**Document section**
'''
Patent Application
20140181429
This application is related to patent applications: “HARDWARE COMMAND TRAINING FOR MEMORY USING WRITE LEVELING MECHANISM,” concurrently filed with this application, with attorney docket number NVID-P-SC-10-0133-US1; “HARDWARE CHIP SELECT TRAINING FOR MEMORY USING WRITE LEVELING MECHANISM,” concurrently filed with this application, with attorney docket number NVID-P-SC-10-0135-US1; “HARDWARE COMMAND TRAINING FOR MEMORY USING READ COMMANDS,” concurrently filed with this application, with attorney docket number NVID-P-SC-10-0136-US1; “METHOD AND SYSTEM FOR CHANGING BUS DIRECTION IN DDR MEMORY SYSTEMS,” concurrently filed with this application, with attorney docket number NVID-P-SC-10-0127-US1; and “HARDWARE CHIP SELECT TRAINING FOR MEMORY USING READ COMMANDS,” concurrently filed with this application, with attorney docket number NVID-P-SC-10-0134-US1, which are all herein incorporated by reference in their entirety.
In memory interface qualification and validation, proper timing between a memory controller and DRAM chips is established for operation. The memory controller ensures that the skew between data strobe and data meet setup and hold time tolerances at the DRAM chip. The skew between data strobe and data and the voltage swing of data may vary a lot resulting in a reduced data strobe/data eye. The memory controller samples data signals using the data strobe signal and therefore the data strobe signal must be delayed and positioned with respect to data signals in order to achieve an acceptable timing margin. Additionally, the variable voltage swing on the data signal must be compensated for. This may be accounted for with a variable voltage reference that is compared against the data voltage. As such, a rectangular region having acceptable data strobe delay and variable voltage reference values must be found. A final chosen data strobe delay and variable voltage reference value may be placed in the center of this rectangular region.
'''
According to the patent application, where may the final chosen data strobe delay and variable voltage reference value be placed?

**Exercise data**
'''
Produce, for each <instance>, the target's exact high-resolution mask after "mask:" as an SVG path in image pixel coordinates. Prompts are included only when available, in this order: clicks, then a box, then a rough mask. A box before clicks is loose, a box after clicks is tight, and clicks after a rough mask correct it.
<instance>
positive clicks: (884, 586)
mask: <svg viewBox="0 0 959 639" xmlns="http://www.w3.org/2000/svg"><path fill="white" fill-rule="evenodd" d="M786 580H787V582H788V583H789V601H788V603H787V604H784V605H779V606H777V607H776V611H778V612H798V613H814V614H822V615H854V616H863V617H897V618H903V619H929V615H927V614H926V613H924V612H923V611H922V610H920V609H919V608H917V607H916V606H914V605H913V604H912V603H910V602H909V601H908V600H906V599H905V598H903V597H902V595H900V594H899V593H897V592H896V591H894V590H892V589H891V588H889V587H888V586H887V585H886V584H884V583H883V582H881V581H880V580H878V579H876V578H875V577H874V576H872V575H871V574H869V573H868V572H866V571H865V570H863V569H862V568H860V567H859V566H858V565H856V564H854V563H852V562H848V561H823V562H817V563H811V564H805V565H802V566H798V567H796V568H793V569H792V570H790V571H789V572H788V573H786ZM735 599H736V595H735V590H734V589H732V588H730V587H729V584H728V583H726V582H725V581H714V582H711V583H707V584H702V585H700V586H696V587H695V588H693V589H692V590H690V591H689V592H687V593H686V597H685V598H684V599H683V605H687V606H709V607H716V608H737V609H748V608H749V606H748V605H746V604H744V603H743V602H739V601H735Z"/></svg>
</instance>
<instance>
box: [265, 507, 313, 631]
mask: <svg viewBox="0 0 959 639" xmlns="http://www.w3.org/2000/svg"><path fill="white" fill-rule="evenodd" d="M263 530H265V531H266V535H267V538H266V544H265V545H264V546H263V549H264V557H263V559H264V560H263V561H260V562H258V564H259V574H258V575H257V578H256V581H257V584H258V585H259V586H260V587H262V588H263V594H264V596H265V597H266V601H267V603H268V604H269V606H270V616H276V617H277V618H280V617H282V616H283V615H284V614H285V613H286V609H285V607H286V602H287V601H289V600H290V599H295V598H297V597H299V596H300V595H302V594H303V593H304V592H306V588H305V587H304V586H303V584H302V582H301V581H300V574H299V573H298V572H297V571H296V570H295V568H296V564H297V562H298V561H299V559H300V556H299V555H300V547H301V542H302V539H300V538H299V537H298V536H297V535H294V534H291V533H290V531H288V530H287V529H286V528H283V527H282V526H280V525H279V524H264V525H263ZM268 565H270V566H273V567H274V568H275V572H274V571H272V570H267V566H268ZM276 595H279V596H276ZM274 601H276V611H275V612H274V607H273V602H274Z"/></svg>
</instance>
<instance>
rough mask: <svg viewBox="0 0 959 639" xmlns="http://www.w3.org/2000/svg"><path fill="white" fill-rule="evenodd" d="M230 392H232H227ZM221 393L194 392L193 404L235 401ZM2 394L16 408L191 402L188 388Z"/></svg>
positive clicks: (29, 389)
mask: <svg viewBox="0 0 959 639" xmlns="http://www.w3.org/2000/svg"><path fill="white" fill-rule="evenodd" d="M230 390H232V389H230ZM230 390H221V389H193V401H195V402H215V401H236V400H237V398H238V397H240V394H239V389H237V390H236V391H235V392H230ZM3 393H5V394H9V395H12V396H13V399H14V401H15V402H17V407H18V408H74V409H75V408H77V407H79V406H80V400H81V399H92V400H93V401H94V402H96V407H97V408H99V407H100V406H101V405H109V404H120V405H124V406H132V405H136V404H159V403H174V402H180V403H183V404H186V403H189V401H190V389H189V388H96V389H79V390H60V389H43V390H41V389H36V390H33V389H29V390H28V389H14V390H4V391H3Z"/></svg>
'''
**Answer space**
In the center of the rectangular region having acceptable data strobe delay and variable voltage reference values.